Trecho original:
-.-.-
Minha vez de fazer as cinco recomendações natalinas.
A Confederacy of Dunces – John Kennedy Toole
Ignatius Reilly é preguiçoso, mal-humorado, fracassado, hipocondríaco, arrogante, extremamente pretensioso e carece do mais básico senso de ridículo. Sua visão de mundo reacionária e teológica, que culmina na devoção pela Consolação da Filosofia de Boécio e uso dela como guia existencial, tornam-no uma figura improvável na lasciva New Orleans dos anos 60. Para completar, tem trinta anos de idade, quatro dos quais gastos num mestrado ainda inacabado, nunca trabalhou e mora com a mãe. Ah sim, e é obeso mórbido com flatulência crônica. Como pode ser ele cativante e, junto com Myrna Minkoff, sua antítese espelhada e antiga rival ideológica da faculdade, o personagem mais são de toda a trama? Acompanhar as peripécias desse “Oliver Hardy louco, Dom Quixote gordo, Tomás de Aquino perverso” (como o descreveu Walker Percy) quando circunstâncias externas o obrigam a procurar um emprego – mais uma iniqüidade do mundo moderno – é uma experiência ao mesmo tempo hilária e enriquecedora a nosso sentido de humanidade.
The Bourgeois Virtues – Deirdre McCloskey
Sim, o mercado precisa de uma base moral para funcionar. Nada mais lugar-comum. O que muitas vezes não se diz é que ele é também um ambiente que permite e incentiva a formação das virtudes. O livro de Deirdre McCloskey, primeiro de uma trilogia, é desigual – há longas considerações de virtudes particulares que parecem fora de lugar (especialmente quando o assunto é “gênero”). Mas a substância principal, a reunião há muito adiada de economia de mercado e ética das virtudes, é um bálsamo para qualquer leitor insatisfeito com as escolhas-padrão entre liberais amorais e virtuosos filo-socialistas. Ela é uma ótima economista, escreve bem e revela amplidão de leituras; é bom que não-filósofos invadam um pouco o terreno; o desvio ocasional é mais do que compensado pelo frescor de novas perspectivas no debate.
-.-.-
Instrução:
Por favor, diga que obra Ignatius Reilly usa como guia existencial, segundo as recomendações natalinas. Os dados são um material independente do texto.
-.-.-
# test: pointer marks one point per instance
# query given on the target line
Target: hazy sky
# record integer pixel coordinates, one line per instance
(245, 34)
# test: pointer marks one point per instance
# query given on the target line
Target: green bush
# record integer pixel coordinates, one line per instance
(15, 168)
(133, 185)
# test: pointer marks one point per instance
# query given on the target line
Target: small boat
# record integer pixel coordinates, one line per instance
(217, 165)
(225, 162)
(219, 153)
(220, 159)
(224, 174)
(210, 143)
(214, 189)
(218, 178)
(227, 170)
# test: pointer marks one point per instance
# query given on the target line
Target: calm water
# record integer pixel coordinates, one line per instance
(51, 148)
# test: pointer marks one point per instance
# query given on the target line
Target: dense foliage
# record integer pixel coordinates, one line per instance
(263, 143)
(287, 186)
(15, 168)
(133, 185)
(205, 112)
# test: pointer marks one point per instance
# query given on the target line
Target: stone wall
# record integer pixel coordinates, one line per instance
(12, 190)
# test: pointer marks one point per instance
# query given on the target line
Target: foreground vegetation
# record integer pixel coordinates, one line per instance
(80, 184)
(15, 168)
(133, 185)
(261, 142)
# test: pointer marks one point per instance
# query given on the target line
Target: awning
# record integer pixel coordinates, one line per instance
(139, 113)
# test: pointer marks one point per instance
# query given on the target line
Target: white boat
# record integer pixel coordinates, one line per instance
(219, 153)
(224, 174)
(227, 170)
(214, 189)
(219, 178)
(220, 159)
-.-.-
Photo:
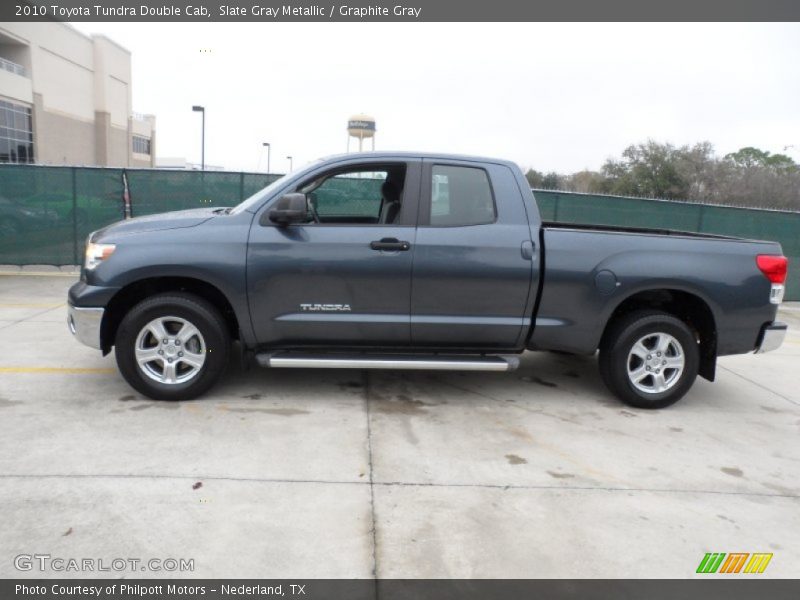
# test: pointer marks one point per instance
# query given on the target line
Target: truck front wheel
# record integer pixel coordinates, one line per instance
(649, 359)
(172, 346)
-.-.-
Resolução:
A Consolação da Filosofia, de Boécio.